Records
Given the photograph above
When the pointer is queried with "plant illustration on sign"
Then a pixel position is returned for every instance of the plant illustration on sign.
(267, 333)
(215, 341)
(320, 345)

* * *

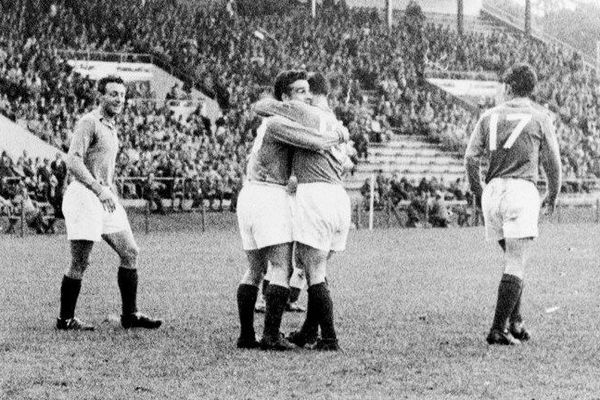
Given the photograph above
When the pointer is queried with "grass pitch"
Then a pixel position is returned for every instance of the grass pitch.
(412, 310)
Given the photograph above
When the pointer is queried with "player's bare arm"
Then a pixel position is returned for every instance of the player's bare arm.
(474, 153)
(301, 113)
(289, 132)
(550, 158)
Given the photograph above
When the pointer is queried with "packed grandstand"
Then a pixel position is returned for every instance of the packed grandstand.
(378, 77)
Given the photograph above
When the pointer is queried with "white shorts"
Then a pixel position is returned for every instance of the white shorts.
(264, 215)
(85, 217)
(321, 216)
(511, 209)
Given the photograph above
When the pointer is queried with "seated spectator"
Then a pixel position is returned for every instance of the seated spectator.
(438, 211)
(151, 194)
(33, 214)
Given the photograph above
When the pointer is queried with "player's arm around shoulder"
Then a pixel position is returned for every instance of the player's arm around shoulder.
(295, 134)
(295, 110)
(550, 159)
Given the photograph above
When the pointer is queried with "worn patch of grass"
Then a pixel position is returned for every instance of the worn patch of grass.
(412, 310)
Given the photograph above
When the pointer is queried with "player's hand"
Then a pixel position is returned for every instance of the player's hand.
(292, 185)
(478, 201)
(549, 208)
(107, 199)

## Your goal
How many lines of the records above contain the word "shorts"? Reply with the number alone.

## Completed exercise
2